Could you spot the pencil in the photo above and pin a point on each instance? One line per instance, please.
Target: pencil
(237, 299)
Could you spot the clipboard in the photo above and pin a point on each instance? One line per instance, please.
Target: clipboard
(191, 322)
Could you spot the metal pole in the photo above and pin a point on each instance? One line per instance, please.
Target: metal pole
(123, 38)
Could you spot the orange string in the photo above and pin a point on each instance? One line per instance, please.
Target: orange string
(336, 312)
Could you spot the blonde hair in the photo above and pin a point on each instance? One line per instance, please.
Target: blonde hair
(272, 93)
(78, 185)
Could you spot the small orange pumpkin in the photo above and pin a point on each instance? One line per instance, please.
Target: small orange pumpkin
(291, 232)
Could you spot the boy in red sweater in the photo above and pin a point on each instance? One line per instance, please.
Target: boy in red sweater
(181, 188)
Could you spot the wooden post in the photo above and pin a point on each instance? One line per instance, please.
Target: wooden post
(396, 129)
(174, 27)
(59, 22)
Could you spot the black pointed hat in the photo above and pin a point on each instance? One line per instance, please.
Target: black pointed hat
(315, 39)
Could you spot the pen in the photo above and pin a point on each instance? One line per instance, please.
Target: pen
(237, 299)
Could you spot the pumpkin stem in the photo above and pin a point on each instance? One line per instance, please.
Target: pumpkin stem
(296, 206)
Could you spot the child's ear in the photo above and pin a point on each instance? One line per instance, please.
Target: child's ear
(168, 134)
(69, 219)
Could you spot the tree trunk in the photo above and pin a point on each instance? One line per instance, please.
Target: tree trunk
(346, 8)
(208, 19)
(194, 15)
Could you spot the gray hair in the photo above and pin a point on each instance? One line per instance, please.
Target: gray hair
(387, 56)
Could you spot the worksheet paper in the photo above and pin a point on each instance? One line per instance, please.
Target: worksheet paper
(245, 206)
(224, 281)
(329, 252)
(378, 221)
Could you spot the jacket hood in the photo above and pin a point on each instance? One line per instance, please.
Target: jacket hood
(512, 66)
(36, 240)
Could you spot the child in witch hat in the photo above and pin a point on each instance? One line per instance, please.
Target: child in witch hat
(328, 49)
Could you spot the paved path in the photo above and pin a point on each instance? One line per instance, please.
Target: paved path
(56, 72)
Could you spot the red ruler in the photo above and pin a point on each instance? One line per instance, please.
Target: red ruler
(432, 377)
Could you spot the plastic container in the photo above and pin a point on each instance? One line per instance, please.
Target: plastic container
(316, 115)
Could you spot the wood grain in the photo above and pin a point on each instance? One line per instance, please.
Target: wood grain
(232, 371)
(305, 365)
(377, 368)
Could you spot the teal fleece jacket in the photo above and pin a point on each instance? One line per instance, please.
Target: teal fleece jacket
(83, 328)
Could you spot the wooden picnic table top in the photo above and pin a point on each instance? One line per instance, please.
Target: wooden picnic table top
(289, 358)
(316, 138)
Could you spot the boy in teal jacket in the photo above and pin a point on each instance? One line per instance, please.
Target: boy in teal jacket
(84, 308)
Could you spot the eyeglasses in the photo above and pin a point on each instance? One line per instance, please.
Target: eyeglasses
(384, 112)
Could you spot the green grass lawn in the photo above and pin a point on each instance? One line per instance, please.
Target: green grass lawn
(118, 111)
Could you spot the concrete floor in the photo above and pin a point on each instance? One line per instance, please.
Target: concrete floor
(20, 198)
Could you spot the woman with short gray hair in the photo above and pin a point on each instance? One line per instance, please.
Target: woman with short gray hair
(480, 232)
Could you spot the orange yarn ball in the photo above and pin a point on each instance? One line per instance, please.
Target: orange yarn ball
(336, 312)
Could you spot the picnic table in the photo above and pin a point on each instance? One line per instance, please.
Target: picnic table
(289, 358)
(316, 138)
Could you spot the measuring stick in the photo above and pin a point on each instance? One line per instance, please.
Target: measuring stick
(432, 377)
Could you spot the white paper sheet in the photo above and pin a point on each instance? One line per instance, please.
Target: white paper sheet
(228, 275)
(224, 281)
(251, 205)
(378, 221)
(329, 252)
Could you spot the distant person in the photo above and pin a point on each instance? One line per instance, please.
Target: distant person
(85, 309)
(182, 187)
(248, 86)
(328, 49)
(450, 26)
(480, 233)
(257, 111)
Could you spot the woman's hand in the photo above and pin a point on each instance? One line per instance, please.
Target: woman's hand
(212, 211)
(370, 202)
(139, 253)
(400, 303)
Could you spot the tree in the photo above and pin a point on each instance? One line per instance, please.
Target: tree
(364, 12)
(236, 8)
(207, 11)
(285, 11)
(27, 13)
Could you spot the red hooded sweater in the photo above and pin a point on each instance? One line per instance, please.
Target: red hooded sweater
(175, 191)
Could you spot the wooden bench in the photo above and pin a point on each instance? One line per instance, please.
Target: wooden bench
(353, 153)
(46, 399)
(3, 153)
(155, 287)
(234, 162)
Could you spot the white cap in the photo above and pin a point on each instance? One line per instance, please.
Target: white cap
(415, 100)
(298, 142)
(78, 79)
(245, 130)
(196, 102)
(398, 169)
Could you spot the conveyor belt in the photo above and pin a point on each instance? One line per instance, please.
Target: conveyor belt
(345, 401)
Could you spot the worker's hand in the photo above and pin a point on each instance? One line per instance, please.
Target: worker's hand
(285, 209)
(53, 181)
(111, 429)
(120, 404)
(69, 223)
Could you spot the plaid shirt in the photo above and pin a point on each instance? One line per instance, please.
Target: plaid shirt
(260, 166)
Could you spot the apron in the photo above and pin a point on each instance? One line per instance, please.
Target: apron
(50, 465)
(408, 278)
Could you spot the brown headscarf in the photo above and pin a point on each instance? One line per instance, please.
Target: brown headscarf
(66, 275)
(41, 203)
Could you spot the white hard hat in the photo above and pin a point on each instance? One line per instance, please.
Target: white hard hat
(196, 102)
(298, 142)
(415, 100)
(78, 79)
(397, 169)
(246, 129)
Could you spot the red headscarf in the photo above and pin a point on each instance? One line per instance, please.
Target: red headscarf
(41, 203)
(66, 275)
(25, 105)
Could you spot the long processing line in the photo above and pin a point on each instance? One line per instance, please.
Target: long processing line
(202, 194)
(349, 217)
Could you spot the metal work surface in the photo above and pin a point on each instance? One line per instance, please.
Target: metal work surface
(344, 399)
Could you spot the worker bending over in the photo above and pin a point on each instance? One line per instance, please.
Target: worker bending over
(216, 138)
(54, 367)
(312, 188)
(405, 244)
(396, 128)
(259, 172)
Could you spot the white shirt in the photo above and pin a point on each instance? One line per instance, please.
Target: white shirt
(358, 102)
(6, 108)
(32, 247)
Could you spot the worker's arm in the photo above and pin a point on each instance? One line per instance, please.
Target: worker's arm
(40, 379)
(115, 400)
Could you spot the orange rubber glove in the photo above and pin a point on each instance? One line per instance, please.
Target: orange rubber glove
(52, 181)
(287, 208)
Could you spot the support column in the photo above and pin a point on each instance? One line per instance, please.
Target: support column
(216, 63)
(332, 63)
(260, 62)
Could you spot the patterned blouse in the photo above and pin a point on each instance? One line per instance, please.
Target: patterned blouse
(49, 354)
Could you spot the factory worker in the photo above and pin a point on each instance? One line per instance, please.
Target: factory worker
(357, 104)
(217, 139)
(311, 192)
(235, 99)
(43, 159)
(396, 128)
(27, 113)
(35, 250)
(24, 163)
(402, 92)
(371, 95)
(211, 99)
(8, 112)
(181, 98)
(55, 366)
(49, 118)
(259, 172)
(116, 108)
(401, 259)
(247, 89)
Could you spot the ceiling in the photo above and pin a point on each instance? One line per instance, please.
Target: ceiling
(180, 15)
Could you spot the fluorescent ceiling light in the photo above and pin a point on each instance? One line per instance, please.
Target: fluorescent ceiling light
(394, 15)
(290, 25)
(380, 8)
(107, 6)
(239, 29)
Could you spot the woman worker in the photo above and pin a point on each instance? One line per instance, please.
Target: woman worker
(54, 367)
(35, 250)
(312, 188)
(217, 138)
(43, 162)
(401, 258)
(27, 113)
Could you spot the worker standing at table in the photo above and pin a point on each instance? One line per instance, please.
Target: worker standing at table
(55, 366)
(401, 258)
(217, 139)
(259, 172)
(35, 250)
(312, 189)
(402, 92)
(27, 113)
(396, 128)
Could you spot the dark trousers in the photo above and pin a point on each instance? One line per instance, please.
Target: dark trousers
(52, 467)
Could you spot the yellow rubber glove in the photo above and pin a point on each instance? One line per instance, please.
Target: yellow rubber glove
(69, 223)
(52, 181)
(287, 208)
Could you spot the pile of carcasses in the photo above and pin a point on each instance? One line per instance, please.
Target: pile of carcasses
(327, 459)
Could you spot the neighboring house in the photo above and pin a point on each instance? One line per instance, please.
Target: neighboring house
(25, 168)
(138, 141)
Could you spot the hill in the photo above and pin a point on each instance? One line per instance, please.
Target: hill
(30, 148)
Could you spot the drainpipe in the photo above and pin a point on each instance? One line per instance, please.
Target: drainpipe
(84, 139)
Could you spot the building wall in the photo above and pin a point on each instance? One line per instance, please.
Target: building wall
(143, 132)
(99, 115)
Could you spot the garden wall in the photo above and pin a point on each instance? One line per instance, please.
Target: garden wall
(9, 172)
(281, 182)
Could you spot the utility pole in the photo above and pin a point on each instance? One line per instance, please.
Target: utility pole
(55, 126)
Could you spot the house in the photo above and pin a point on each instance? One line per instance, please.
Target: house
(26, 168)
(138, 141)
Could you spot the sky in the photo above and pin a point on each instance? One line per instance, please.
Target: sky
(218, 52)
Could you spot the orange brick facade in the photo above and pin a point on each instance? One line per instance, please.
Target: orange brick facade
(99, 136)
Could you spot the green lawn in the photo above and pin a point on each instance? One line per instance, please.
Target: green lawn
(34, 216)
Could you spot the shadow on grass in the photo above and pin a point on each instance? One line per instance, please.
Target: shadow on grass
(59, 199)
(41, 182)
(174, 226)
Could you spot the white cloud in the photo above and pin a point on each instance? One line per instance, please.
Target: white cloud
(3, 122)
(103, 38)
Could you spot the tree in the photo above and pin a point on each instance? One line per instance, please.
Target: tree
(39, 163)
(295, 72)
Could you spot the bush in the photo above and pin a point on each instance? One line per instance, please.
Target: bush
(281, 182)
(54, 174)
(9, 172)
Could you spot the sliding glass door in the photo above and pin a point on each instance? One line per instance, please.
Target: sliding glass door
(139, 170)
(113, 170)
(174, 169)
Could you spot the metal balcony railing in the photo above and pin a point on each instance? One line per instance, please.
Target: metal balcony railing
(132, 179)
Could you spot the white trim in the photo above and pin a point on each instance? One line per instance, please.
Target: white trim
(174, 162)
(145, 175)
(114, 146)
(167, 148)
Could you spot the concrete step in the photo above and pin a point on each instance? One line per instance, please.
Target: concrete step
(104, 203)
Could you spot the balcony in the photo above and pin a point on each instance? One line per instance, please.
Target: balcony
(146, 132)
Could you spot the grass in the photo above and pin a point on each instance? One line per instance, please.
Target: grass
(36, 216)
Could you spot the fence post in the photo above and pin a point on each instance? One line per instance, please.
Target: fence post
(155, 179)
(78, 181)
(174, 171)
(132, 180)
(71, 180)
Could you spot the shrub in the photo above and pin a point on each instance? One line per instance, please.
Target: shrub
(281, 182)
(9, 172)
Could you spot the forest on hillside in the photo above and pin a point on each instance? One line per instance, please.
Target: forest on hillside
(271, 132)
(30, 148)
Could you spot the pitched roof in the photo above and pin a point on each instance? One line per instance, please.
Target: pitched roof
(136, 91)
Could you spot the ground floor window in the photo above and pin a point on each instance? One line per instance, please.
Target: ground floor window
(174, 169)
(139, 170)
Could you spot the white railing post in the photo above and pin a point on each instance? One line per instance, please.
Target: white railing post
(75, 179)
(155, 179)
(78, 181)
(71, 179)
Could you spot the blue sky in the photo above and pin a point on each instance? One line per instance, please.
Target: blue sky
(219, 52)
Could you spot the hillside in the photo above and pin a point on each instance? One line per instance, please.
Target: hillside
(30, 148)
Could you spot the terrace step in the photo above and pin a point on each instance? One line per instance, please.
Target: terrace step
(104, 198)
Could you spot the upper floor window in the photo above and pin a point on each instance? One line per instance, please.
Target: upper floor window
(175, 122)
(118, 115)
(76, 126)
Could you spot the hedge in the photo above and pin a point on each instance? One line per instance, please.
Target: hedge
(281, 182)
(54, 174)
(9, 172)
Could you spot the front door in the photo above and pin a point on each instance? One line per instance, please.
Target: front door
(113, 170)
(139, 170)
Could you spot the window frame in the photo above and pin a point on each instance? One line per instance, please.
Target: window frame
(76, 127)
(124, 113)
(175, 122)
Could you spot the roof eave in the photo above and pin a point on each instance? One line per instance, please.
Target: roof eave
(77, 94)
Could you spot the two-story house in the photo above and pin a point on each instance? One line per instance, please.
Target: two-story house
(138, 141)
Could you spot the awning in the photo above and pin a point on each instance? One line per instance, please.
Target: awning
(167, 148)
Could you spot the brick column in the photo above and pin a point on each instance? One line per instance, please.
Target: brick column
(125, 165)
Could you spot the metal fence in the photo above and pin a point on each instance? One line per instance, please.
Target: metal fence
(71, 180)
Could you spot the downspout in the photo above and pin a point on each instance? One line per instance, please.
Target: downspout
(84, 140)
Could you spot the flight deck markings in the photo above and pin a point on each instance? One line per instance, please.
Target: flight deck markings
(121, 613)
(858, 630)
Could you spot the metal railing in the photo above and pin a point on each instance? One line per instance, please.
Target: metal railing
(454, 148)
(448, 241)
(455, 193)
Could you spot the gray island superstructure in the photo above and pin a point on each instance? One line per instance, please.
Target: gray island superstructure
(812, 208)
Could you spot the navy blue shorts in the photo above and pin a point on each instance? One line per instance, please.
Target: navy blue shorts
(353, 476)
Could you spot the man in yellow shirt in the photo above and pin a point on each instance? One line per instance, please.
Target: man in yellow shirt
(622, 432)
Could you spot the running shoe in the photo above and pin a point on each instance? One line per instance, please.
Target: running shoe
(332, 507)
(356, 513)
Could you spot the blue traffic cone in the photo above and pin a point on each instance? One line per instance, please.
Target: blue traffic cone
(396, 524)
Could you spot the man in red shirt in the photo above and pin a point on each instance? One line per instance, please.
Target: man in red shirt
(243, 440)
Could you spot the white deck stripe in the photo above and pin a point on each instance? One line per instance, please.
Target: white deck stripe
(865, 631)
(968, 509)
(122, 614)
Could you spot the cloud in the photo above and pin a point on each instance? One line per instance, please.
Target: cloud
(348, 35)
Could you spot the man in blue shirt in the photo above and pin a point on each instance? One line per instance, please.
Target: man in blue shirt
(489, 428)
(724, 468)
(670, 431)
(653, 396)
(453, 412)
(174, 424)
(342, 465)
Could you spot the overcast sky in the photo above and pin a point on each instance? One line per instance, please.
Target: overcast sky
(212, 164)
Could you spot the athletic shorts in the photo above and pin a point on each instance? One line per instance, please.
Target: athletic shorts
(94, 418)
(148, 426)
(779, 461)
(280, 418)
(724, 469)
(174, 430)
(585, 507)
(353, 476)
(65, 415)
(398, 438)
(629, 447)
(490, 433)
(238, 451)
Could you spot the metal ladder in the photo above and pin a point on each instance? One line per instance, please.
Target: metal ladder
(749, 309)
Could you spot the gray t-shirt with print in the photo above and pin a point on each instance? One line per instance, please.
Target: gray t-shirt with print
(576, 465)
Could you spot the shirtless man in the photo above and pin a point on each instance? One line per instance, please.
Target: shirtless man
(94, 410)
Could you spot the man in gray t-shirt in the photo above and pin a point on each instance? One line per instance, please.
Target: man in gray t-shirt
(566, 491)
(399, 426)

— What is expected —
Would you copy, unchanged, the stretch of the records above that begins at the line containing "Target: flight deck markings" and ends at the line containing "Could you spot the running", and only that?

— Written answer —
Target: flight deck markings
(121, 613)
(858, 630)
Could you spot the metal railing in the photo above and pin a point on each instance? One line per instance, please.
Target: metal railing
(454, 148)
(448, 241)
(455, 193)
Could you spot the gray island superstructure in the photo above and pin a point on each instance? One line per instance, please.
Target: gray island superstructure
(812, 208)
Could you spot the navy blue shorts in the photo above and pin a point on each instance? One line per instance, please.
Target: navy blue shorts
(353, 476)
Could you spot the man in yellow shirt in the photo above and pin a point on each instance? One line per instance, please.
Target: man in yellow shirt
(622, 432)
Could you spot the running shoe in the photo above and pin a point on each instance? One line per instance, please.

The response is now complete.